→ Task to complete:
I would like each line of the data that holds the word "plant" copied out.

→ Data records:
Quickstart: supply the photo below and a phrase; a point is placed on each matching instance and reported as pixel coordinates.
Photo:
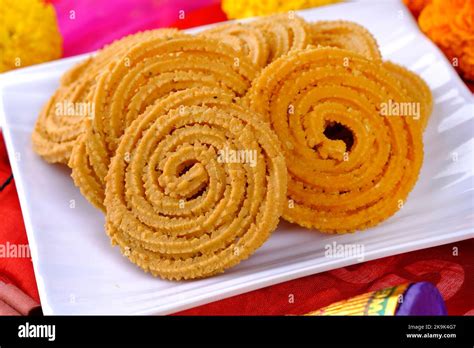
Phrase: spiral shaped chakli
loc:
(345, 35)
(283, 33)
(179, 204)
(350, 165)
(148, 72)
(243, 38)
(62, 119)
(416, 89)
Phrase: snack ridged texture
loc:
(178, 210)
(283, 33)
(148, 72)
(320, 100)
(244, 38)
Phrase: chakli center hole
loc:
(337, 131)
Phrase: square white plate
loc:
(79, 273)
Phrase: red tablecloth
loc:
(450, 267)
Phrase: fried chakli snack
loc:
(345, 35)
(148, 72)
(247, 39)
(415, 87)
(350, 167)
(55, 133)
(283, 32)
(174, 208)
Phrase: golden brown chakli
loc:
(180, 208)
(350, 166)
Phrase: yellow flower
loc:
(251, 8)
(29, 34)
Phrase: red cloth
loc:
(453, 275)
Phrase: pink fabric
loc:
(88, 25)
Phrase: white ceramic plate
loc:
(78, 272)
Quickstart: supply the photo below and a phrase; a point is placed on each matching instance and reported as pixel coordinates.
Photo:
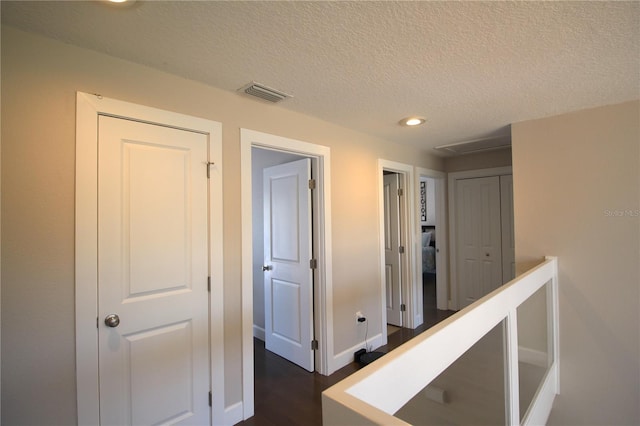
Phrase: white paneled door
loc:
(152, 281)
(288, 277)
(392, 248)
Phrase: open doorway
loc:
(399, 282)
(433, 237)
(279, 320)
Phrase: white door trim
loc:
(442, 257)
(409, 283)
(89, 107)
(325, 363)
(453, 178)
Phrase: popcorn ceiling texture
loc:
(471, 68)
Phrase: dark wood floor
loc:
(286, 394)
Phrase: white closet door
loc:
(478, 238)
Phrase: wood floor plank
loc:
(286, 394)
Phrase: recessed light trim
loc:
(412, 121)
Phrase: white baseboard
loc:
(258, 332)
(532, 356)
(233, 414)
(346, 357)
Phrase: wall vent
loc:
(479, 145)
(263, 92)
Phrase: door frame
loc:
(325, 364)
(408, 217)
(88, 108)
(442, 241)
(452, 184)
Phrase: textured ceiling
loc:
(470, 68)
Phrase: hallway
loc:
(287, 394)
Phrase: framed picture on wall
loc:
(423, 201)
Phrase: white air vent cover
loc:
(263, 92)
(475, 146)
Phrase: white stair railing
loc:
(377, 393)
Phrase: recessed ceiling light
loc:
(412, 121)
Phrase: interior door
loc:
(152, 279)
(478, 236)
(392, 250)
(288, 277)
(508, 237)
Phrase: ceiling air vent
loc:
(263, 92)
(475, 146)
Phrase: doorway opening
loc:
(280, 149)
(433, 259)
(283, 232)
(399, 283)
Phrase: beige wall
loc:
(576, 184)
(39, 83)
(480, 160)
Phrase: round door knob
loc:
(112, 320)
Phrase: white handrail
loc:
(373, 394)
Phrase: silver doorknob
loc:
(112, 320)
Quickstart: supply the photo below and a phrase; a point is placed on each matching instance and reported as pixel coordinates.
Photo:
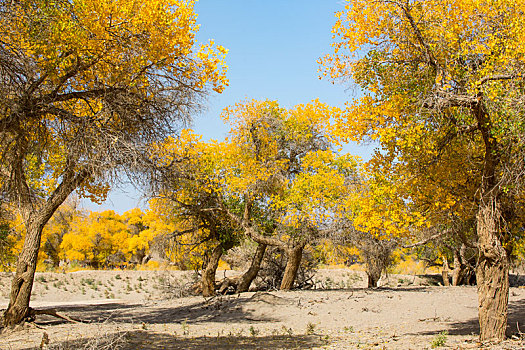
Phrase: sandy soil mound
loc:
(141, 310)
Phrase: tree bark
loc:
(295, 255)
(18, 308)
(210, 269)
(373, 279)
(248, 277)
(444, 272)
(460, 267)
(492, 273)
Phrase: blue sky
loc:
(273, 47)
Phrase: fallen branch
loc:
(54, 313)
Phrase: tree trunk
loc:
(460, 267)
(373, 279)
(492, 273)
(210, 269)
(18, 308)
(292, 266)
(249, 276)
(444, 272)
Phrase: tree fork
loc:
(248, 277)
(295, 255)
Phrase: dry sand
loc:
(145, 310)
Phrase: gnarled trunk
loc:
(22, 284)
(373, 279)
(492, 273)
(460, 266)
(444, 272)
(210, 269)
(295, 255)
(248, 277)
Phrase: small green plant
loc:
(310, 328)
(41, 279)
(439, 340)
(348, 329)
(288, 331)
(185, 327)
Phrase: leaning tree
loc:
(85, 87)
(438, 77)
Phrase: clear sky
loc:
(273, 47)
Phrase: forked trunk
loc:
(373, 279)
(18, 309)
(292, 266)
(492, 273)
(444, 272)
(210, 269)
(460, 267)
(248, 277)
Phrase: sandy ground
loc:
(148, 310)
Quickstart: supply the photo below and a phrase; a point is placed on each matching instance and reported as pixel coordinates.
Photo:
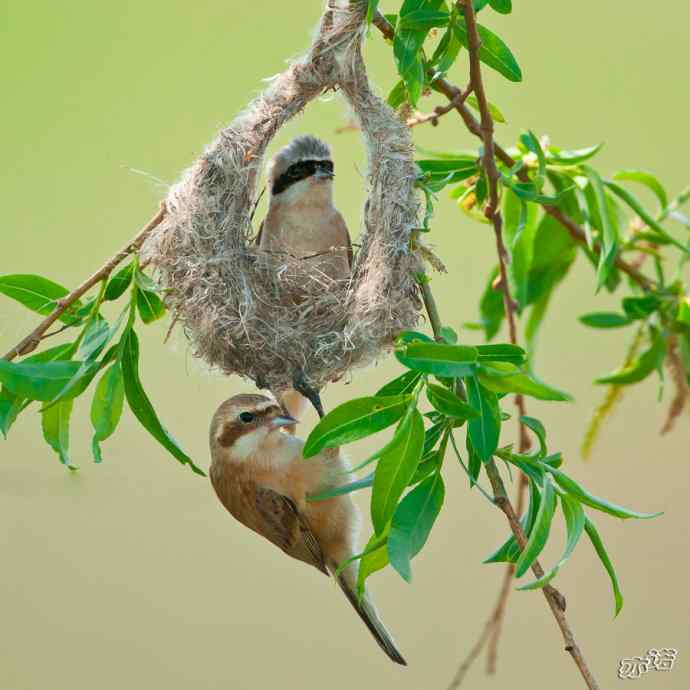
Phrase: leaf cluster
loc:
(103, 351)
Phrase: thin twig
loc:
(31, 341)
(439, 111)
(485, 131)
(493, 214)
(451, 92)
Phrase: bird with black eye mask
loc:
(303, 222)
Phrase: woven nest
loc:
(230, 295)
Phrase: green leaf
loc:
(641, 366)
(449, 335)
(150, 306)
(637, 207)
(640, 307)
(493, 51)
(372, 7)
(491, 307)
(499, 379)
(355, 419)
(397, 95)
(610, 235)
(55, 424)
(605, 319)
(119, 283)
(494, 111)
(509, 551)
(571, 487)
(533, 145)
(438, 358)
(375, 558)
(540, 432)
(449, 404)
(396, 467)
(140, 404)
(574, 525)
(405, 383)
(96, 336)
(683, 313)
(106, 407)
(44, 381)
(412, 523)
(503, 352)
(502, 6)
(446, 53)
(343, 489)
(648, 180)
(423, 19)
(520, 228)
(11, 405)
(540, 533)
(483, 431)
(599, 547)
(557, 156)
(407, 46)
(444, 171)
(38, 294)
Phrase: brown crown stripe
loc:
(235, 429)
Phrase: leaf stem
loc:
(453, 93)
(31, 341)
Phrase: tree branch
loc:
(452, 93)
(484, 130)
(31, 341)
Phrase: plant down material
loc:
(234, 299)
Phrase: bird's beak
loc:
(283, 420)
(322, 174)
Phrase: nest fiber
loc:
(236, 302)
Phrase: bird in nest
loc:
(303, 223)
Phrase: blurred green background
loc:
(130, 574)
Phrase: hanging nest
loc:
(230, 295)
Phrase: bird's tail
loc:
(367, 612)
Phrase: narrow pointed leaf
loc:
(438, 358)
(447, 403)
(343, 489)
(395, 469)
(484, 431)
(493, 51)
(599, 547)
(571, 487)
(55, 423)
(574, 524)
(106, 407)
(412, 523)
(354, 420)
(140, 404)
(38, 294)
(540, 533)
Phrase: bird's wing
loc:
(283, 524)
(343, 236)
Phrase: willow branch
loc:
(452, 92)
(31, 341)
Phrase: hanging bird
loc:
(260, 476)
(302, 222)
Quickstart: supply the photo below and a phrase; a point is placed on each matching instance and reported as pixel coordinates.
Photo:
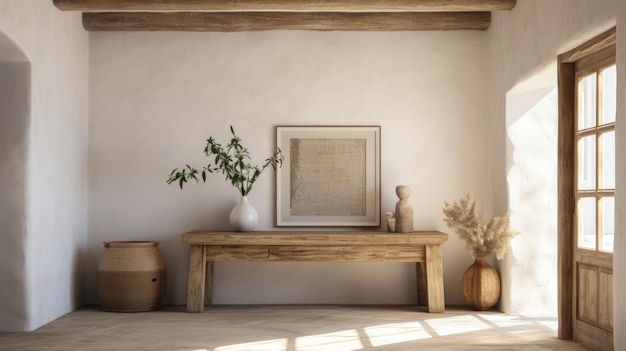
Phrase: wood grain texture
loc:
(299, 253)
(285, 5)
(421, 247)
(434, 279)
(196, 279)
(208, 283)
(422, 286)
(276, 238)
(567, 201)
(260, 21)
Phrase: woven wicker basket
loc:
(131, 276)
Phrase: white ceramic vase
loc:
(243, 217)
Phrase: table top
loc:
(348, 238)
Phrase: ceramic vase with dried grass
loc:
(481, 285)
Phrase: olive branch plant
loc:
(232, 160)
(481, 239)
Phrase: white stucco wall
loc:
(156, 97)
(50, 154)
(523, 45)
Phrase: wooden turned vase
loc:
(481, 285)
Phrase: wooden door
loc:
(588, 84)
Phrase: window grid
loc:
(591, 236)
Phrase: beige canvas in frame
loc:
(330, 176)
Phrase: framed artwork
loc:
(330, 176)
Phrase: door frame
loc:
(566, 168)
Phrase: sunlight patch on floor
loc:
(346, 340)
(388, 334)
(265, 345)
(457, 325)
(504, 320)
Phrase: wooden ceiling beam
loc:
(287, 5)
(257, 21)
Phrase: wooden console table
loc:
(421, 247)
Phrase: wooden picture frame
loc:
(330, 176)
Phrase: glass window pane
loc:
(587, 102)
(607, 178)
(608, 224)
(609, 95)
(587, 223)
(587, 163)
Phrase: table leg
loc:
(434, 279)
(422, 291)
(196, 279)
(208, 284)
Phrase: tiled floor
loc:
(292, 328)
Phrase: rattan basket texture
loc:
(131, 276)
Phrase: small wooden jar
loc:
(131, 276)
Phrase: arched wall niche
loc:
(15, 87)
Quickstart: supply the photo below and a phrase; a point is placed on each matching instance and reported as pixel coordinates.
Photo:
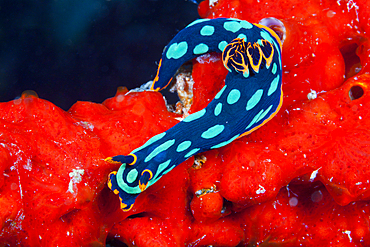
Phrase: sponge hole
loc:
(356, 92)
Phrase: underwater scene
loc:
(185, 123)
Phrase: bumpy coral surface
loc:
(302, 179)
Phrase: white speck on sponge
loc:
(76, 177)
(314, 174)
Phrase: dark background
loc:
(82, 50)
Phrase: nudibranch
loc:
(252, 95)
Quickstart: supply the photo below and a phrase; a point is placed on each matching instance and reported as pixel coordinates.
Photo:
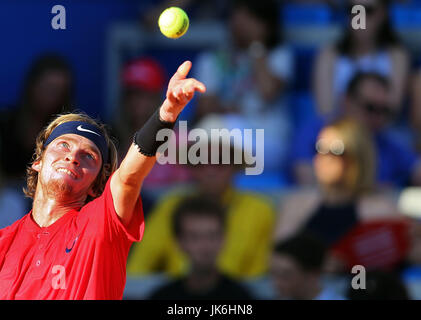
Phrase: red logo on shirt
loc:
(73, 244)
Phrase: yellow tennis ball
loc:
(173, 22)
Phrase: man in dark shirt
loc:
(199, 227)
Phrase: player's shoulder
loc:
(13, 228)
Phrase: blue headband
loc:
(83, 129)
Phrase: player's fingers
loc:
(183, 70)
(192, 85)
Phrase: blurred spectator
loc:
(296, 269)
(12, 205)
(346, 192)
(250, 76)
(374, 49)
(366, 101)
(250, 219)
(415, 109)
(199, 225)
(47, 91)
(380, 285)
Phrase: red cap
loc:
(144, 73)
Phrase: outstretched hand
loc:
(180, 92)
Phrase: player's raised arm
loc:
(128, 178)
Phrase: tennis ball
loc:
(173, 22)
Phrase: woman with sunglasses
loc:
(346, 194)
(373, 49)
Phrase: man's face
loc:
(201, 239)
(68, 168)
(289, 279)
(371, 104)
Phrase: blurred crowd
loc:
(342, 169)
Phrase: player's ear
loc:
(91, 192)
(36, 165)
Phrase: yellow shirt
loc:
(249, 227)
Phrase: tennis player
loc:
(86, 212)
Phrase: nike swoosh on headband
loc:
(87, 130)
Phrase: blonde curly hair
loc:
(106, 169)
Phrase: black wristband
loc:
(145, 138)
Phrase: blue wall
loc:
(26, 32)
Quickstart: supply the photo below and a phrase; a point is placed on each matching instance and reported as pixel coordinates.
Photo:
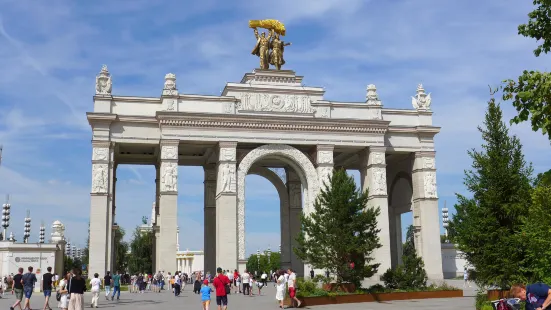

→ Your response:
Phrase: small green plant
Phrase: plant down material
Phrase: olive branch plant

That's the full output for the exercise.